--- BEGIN Supplied records ---

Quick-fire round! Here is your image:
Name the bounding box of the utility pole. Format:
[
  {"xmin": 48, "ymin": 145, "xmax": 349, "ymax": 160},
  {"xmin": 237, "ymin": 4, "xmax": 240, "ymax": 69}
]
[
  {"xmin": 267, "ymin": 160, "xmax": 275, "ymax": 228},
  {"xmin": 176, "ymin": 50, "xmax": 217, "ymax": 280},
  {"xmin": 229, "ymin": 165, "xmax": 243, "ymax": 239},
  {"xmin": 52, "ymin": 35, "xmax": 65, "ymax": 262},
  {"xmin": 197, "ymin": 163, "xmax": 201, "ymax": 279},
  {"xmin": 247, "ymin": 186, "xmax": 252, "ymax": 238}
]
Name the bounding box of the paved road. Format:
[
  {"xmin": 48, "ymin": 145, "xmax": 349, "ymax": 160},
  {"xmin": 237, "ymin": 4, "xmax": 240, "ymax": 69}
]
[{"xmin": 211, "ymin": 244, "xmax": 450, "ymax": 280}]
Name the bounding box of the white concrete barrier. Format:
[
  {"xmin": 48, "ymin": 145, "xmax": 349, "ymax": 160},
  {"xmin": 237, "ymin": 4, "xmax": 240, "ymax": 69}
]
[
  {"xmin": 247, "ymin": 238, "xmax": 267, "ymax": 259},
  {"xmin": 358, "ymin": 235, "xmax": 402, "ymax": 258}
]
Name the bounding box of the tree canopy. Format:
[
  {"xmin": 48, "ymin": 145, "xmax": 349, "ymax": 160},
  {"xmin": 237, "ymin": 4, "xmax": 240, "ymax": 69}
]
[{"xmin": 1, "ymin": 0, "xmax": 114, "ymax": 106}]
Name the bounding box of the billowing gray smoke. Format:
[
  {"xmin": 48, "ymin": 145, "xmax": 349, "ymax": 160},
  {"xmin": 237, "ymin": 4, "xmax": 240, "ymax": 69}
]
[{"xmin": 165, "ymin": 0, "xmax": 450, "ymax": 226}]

--- END Supplied records ---

**Work instructions:** Reproduce all of the preceding lines verbatim, without altering a single character.

**Exercise answer:**
Quick-fire round! Here is your image:
Name the bounding box of the utility pole. Format:
[
  {"xmin": 48, "ymin": 145, "xmax": 349, "ymax": 160},
  {"xmin": 237, "ymin": 4, "xmax": 240, "ymax": 69}
]
[
  {"xmin": 267, "ymin": 160, "xmax": 275, "ymax": 228},
  {"xmin": 176, "ymin": 50, "xmax": 217, "ymax": 280},
  {"xmin": 229, "ymin": 165, "xmax": 243, "ymax": 239},
  {"xmin": 52, "ymin": 35, "xmax": 65, "ymax": 262},
  {"xmin": 197, "ymin": 163, "xmax": 201, "ymax": 279},
  {"xmin": 247, "ymin": 186, "xmax": 252, "ymax": 238}
]
Name the bounding box of the paved road. Format:
[
  {"xmin": 48, "ymin": 145, "xmax": 349, "ymax": 160},
  {"xmin": 237, "ymin": 4, "xmax": 240, "ymax": 69}
]
[{"xmin": 211, "ymin": 244, "xmax": 450, "ymax": 280}]
Name the bounding box of the white concrete barrier. Format:
[
  {"xmin": 48, "ymin": 145, "xmax": 349, "ymax": 160},
  {"xmin": 237, "ymin": 4, "xmax": 240, "ymax": 69}
]
[
  {"xmin": 247, "ymin": 238, "xmax": 267, "ymax": 259},
  {"xmin": 358, "ymin": 235, "xmax": 402, "ymax": 258}
]
Name the bounding box of the tree canopy. Format:
[
  {"xmin": 48, "ymin": 145, "xmax": 349, "ymax": 160},
  {"xmin": 237, "ymin": 4, "xmax": 240, "ymax": 69}
]
[{"xmin": 1, "ymin": 0, "xmax": 114, "ymax": 106}]
Name the bounding box of the billowing gray smoke. Format:
[
  {"xmin": 48, "ymin": 145, "xmax": 349, "ymax": 160},
  {"xmin": 237, "ymin": 4, "xmax": 240, "ymax": 69}
]
[{"xmin": 165, "ymin": 0, "xmax": 450, "ymax": 226}]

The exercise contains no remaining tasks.